Show all lines of the entries in which the word "button" is found.

--- START ---

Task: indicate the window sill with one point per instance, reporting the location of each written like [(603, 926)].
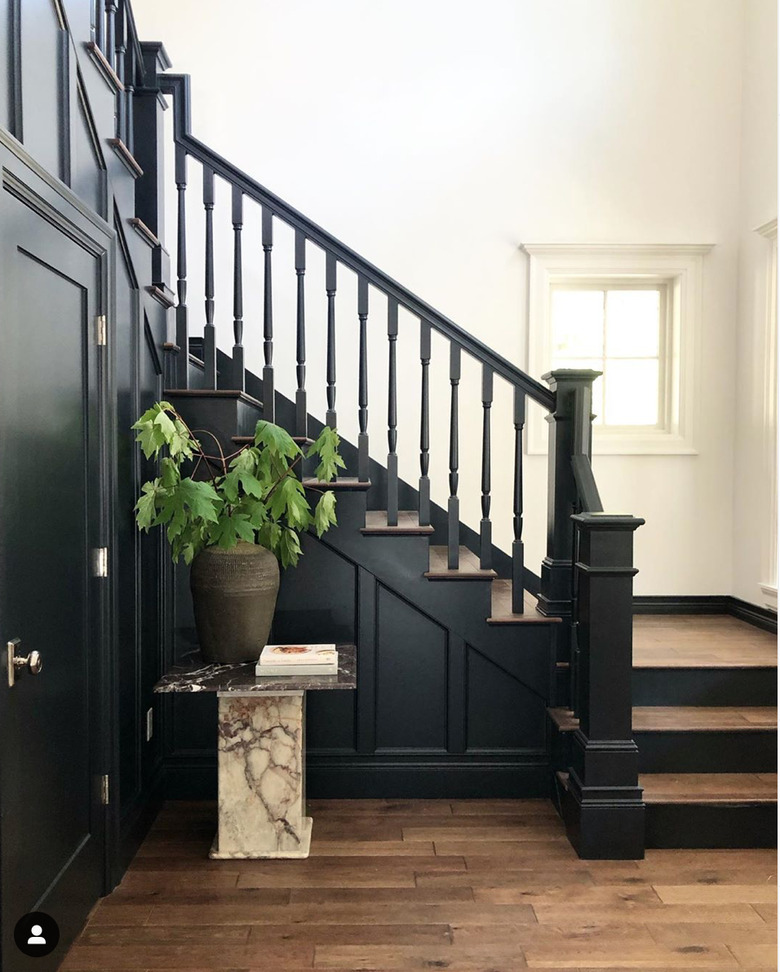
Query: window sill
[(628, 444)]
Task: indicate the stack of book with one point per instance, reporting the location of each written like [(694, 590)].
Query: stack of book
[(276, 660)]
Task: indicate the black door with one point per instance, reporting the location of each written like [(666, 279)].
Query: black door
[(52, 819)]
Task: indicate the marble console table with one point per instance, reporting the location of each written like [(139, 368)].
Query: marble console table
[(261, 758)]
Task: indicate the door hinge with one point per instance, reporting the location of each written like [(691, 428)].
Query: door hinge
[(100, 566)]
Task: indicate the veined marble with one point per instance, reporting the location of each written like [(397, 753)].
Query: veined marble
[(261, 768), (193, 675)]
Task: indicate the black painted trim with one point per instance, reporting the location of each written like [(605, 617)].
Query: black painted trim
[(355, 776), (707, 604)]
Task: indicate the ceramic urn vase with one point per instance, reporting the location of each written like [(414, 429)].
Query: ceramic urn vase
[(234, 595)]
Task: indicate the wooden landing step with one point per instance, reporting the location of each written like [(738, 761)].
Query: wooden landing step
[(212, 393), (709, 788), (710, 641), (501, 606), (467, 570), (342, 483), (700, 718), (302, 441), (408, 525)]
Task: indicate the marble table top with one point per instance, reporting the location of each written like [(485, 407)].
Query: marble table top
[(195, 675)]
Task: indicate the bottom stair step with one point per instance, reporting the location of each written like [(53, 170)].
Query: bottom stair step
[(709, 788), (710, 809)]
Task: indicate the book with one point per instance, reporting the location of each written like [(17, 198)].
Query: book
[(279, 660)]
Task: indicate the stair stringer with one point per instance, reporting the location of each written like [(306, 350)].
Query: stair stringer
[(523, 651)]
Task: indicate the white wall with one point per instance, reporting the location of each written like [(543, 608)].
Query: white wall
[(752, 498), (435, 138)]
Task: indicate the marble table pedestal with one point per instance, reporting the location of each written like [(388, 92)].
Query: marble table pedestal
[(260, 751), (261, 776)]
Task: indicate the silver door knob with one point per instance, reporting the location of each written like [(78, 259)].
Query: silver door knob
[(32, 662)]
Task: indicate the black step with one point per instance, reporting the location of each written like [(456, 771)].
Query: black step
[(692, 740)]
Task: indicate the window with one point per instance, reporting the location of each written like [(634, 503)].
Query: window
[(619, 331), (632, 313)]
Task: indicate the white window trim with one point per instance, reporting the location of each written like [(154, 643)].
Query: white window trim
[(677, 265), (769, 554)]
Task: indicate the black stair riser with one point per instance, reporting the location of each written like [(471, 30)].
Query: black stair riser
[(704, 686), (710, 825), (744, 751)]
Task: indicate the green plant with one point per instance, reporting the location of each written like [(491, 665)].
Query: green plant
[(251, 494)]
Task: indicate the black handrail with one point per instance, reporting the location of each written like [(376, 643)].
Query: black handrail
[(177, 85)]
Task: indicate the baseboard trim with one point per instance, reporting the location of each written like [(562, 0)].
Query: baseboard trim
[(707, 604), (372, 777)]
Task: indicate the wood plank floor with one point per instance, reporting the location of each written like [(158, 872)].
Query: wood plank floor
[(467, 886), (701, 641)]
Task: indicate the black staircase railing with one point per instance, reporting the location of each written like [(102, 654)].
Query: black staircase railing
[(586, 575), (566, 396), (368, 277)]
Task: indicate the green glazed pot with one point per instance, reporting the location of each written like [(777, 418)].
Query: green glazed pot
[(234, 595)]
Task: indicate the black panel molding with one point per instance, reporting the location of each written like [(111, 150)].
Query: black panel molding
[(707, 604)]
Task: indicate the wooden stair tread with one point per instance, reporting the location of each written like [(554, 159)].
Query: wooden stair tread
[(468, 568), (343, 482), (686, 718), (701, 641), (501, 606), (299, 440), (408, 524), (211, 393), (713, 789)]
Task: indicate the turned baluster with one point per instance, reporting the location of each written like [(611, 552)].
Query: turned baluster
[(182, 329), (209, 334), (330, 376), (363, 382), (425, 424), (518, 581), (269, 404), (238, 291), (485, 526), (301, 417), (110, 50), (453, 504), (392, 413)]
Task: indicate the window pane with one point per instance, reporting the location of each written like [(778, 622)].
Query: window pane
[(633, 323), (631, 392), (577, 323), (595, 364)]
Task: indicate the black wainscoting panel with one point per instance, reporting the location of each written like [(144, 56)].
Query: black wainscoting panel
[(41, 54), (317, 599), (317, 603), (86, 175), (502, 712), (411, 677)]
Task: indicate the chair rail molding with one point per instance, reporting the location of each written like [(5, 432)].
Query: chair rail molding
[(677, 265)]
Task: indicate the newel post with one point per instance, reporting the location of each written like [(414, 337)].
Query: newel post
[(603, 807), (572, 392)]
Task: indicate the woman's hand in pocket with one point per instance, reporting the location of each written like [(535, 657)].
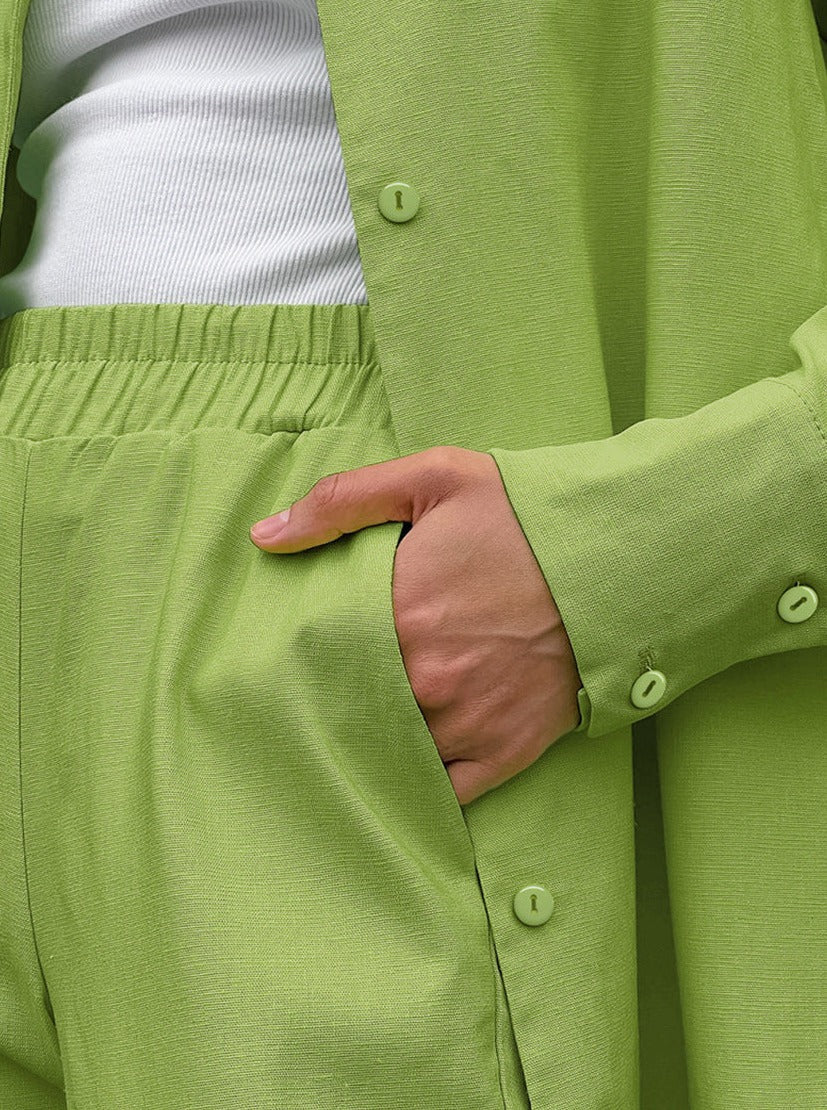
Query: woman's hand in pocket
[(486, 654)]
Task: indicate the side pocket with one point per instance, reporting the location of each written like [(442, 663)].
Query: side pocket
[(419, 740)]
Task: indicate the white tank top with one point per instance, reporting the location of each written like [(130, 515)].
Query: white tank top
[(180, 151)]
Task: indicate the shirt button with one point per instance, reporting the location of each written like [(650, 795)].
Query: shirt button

--- END ---
--- START ---

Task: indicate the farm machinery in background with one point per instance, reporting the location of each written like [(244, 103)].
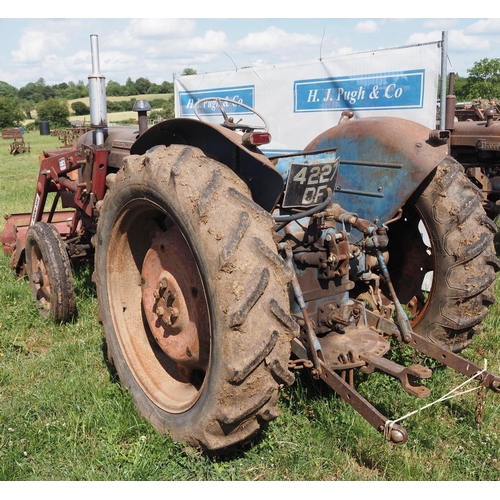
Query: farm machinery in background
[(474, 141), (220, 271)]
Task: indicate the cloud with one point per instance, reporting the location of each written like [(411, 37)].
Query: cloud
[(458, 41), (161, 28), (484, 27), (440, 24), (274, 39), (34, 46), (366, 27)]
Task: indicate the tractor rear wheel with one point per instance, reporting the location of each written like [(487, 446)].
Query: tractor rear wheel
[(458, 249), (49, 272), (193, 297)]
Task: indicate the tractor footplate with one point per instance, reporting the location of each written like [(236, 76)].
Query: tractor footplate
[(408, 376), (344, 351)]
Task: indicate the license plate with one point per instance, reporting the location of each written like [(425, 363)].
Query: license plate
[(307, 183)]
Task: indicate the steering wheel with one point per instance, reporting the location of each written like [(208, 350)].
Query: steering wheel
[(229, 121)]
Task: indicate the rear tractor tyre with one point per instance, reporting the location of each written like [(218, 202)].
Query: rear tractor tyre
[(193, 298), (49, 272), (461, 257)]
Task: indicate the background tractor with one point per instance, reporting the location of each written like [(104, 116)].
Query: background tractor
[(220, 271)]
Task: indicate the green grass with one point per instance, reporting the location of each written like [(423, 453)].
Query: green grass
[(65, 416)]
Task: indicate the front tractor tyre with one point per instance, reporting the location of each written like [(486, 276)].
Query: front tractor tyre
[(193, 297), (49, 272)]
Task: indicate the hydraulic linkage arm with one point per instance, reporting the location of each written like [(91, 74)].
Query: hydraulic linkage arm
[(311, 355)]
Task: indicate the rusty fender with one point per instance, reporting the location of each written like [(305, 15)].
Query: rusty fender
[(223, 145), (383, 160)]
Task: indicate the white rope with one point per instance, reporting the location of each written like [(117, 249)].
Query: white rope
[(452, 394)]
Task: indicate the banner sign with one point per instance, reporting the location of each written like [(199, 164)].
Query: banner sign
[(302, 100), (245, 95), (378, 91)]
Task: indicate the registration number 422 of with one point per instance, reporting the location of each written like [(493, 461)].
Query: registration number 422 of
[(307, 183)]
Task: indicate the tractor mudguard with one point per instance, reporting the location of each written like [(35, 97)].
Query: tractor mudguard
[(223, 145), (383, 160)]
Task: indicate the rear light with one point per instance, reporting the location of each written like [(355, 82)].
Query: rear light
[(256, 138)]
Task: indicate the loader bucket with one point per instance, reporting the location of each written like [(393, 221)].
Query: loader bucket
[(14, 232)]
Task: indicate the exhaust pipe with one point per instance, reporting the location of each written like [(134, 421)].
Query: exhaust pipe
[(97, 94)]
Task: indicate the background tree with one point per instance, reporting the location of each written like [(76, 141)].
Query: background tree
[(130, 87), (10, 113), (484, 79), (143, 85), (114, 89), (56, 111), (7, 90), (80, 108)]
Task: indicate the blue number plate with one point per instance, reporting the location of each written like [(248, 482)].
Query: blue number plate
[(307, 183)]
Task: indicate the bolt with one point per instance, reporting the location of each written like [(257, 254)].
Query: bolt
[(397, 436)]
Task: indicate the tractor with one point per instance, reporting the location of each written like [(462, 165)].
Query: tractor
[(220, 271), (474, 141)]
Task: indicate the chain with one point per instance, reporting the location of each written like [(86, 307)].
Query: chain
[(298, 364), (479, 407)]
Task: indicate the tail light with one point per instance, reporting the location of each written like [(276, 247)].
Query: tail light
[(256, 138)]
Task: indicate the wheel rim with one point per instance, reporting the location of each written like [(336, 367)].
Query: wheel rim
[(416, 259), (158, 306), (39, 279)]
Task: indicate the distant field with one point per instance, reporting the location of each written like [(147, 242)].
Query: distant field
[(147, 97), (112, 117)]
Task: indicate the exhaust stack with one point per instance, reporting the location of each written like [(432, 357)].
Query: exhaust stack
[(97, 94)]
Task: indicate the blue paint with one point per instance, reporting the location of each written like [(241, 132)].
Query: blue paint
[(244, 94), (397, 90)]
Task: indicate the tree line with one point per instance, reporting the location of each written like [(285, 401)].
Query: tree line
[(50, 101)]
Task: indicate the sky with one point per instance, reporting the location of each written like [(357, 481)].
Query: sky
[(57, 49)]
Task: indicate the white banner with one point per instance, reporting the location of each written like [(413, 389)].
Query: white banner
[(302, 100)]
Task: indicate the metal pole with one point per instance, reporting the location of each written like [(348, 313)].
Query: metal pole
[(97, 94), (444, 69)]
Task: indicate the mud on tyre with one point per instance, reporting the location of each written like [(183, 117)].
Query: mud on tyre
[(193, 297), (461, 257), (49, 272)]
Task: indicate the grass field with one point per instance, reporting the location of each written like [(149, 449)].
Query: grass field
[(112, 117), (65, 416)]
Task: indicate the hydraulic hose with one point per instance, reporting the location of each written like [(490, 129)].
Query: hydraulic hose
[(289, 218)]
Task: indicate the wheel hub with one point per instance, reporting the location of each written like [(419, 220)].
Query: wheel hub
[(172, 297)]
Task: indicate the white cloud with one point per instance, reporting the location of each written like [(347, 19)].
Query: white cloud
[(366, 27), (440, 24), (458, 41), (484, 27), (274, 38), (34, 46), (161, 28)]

--- END ---

Answer below.
Task: indicate the shirt button with one point per instance, reporting the location of each written like [(650, 795)].
Query: shirt button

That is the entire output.